Extrait de page |
#####

Le fondement de ces recommandations repose dans le premier constat de cet avis: "Avec 73.000 décès annuels, le tabagisme est la première cause de mortalité évitable en France en 2014. Tout ce qui le fait régresser est bénéfique à la santé publique".
"L'objectif est d'aider un plus grand nombre de fumeurs à quitter le tabac en permettant aux différentes méthodes de s'allier", souligne le pneumologue. Et du tabac sous toutes ses formes, a-t-il ajouté, interrogé par l'APM sur le "vaporisateur" de tabac lancé en France il y a une dizaine de jours par Japan Tobacco.
Les experts distinguent cinq principales situations et proposent pour chacune une stratégie thérapeutique. D'abord, pour le fumeur qui envisage d'arrêter au moyen de l'e-cigarette, ils proposent d'"exposer et proposer les méthodes médicales efficaces, tout en restant ouvert à la demande du fumeur d'utiliser la cigarette électronique".
Pour le "vapoteur" qui garde quelques cigarettes, il faut "l'aider à éliminer les dernières cigarettes" et, face au fumeur en sevrage qui n'arrive pas à éliminer les dernières cigarettes, les remplacer par la cigarette électronique pour faciliter "l'arrêt total peut être une option".
Un "vapoteur" exclusif, qui se pose ou non la question de l'arrêt, peut être aidé par les professionnels de santé dans une démarche de sevrage complet de la nicotine, "dès lors qu'il n'existe plus de risque significatif de retour au tabagisme".
Enfin, l'ex-fumeur, l'ex-vapoteur et le non-fumeur ne doivent plus toucher à la cigarette électronique.

#####

Consignes |
• a. Répondez à ces questions sur l'extrait, une par ligne :
(i) Combien de décès par an le tabagisme cause-t-il en France en 2014, selon l'avis ?
(ii) Combien de principales situations les experts distinguent-ils ?
(iii) Qui ne doit plus toucher à la cigarette électronique ?
• b. Dans l'extrait, réécrivez plus court le paragraphe qui commence par « Les experts distinguent cinq principales situations » en gardant ses faits principaux.
• c. Recopiez le passage de l'extrait qui commence par les mots contenant « Le fondement de » et finit par « par Japan Tobacco. », en rebaptisant « pneumologue » en « médecin ».

Données sources |
#####

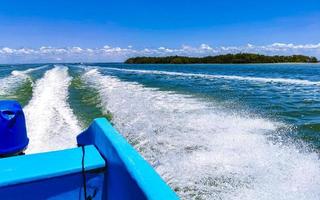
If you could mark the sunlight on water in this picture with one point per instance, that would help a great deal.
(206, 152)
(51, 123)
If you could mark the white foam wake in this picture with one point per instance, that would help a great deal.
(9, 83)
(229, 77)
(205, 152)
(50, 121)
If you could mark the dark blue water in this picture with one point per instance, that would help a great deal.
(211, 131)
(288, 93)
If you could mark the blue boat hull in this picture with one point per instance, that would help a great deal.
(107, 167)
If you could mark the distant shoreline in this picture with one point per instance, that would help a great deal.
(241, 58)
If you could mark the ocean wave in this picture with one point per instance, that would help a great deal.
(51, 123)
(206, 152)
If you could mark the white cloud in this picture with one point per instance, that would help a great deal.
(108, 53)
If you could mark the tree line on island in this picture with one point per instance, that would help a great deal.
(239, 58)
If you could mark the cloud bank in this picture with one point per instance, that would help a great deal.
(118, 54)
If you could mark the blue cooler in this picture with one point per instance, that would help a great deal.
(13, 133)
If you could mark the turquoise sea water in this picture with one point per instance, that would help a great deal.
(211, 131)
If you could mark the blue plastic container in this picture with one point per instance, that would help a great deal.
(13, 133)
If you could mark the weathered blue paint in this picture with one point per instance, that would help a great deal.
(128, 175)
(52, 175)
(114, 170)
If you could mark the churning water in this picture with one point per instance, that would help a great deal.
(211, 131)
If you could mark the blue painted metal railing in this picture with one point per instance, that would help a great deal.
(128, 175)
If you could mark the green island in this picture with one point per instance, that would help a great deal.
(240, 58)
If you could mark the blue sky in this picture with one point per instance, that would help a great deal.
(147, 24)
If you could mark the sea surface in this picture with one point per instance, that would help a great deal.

#####

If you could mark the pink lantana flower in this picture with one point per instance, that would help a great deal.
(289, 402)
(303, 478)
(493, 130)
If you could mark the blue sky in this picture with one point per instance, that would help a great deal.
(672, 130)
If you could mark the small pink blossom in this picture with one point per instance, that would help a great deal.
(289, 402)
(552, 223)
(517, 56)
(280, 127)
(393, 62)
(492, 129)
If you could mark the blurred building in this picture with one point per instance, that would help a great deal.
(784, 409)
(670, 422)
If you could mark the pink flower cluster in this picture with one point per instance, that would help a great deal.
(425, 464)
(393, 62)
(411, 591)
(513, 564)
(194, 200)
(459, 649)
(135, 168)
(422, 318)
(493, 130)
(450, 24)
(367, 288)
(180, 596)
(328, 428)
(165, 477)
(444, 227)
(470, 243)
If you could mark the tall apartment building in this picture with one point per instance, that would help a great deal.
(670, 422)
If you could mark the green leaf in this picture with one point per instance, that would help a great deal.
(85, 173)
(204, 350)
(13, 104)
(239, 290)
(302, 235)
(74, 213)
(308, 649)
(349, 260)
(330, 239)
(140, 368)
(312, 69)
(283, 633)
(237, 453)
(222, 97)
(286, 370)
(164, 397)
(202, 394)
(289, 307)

#####

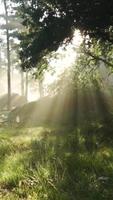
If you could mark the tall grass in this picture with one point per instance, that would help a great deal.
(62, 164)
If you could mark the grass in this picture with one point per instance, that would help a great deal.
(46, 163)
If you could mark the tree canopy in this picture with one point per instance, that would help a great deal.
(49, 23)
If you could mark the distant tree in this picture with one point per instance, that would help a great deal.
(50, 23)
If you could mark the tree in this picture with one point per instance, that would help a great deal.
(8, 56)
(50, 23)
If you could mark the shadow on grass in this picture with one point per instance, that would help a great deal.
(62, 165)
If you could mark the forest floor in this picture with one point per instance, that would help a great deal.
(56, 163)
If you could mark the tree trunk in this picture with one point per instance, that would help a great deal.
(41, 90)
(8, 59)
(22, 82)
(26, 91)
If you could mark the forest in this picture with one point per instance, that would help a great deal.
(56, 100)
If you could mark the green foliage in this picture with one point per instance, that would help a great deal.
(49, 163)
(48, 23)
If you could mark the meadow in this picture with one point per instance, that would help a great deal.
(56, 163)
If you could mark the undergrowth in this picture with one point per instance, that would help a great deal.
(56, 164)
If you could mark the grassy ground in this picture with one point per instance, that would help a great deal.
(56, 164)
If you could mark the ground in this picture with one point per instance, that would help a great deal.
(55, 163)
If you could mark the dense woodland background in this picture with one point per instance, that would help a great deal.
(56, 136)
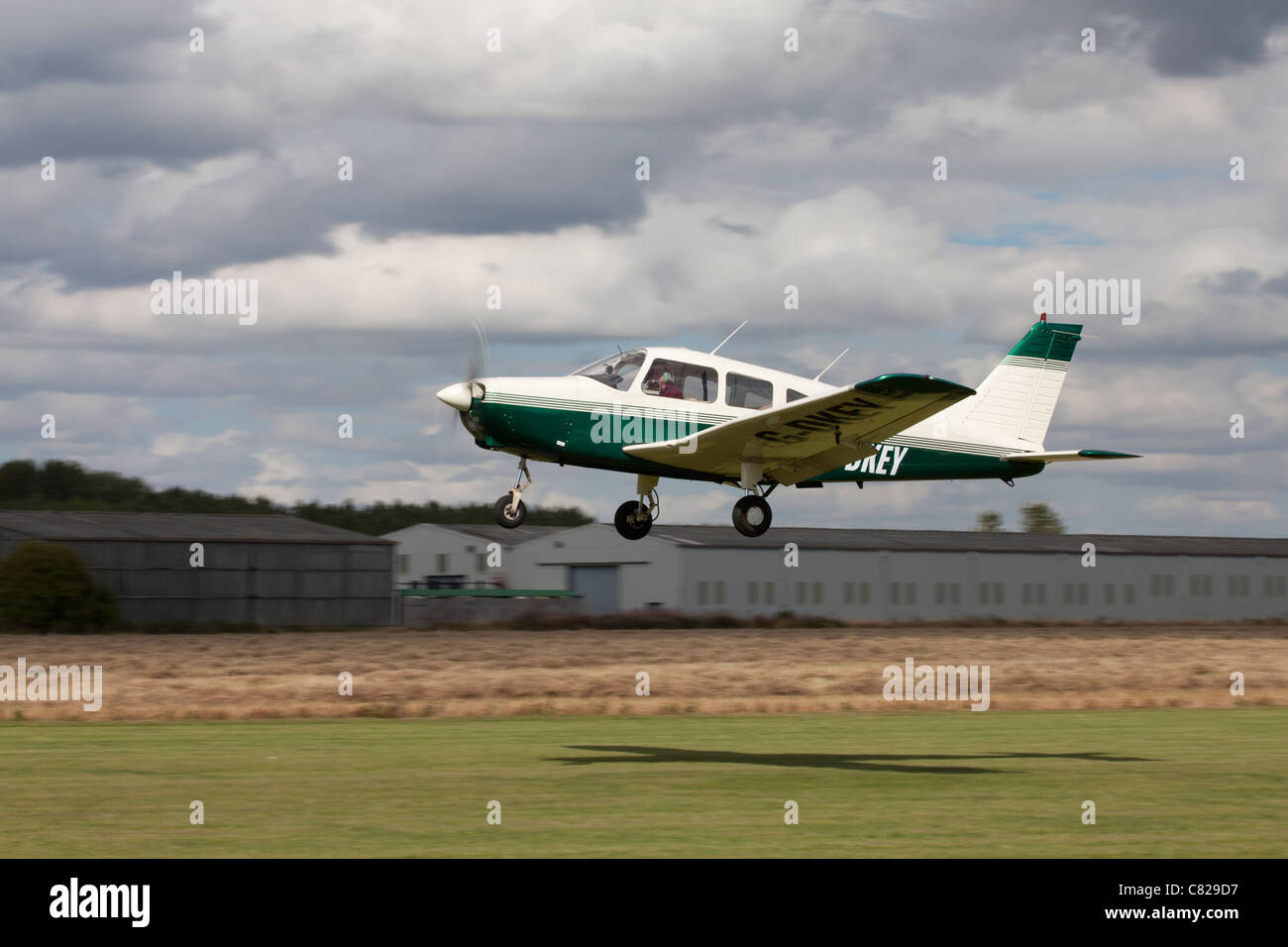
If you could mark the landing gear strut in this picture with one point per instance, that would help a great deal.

#####

Réponses par numéro |
• a.
(i) 73.000 décès par an.
(ii) Cinq.
(iii) L'ex-fumeur, l'ex-vapoteur et le non-fumeur.

• b. Les experts distinguent cinq situations principales et proposent une stratégie pour chacune. Au fumeur qui veut arrêter avec l'e-cigarette, il faut présenter les méthodes médicales efficaces tout en restant ouvert à sa demande d'utiliser la cigarette électronique.

• c.
Le fondement de ces recommandations repose dans le premier constat de cet avis: "Avec 73.000 décès annuels, le tabagisme est la première cause de mortalité évitable en France en 2014. Tout ce qui le fait régresser est bénéfique à la santé publique".
"L'objectif est d'aider un plus grand nombre de fumeurs à quitter le tabac en permettant aux différentes méthodes de s'allier", souligne le médecin. Et du tabac sous toutes ses formes, a-t-il ajouté, interrogé par l'APM sur le "vaporisateur" de tabac lancé en France il y a une dizaine de jours par Japan Tobacco.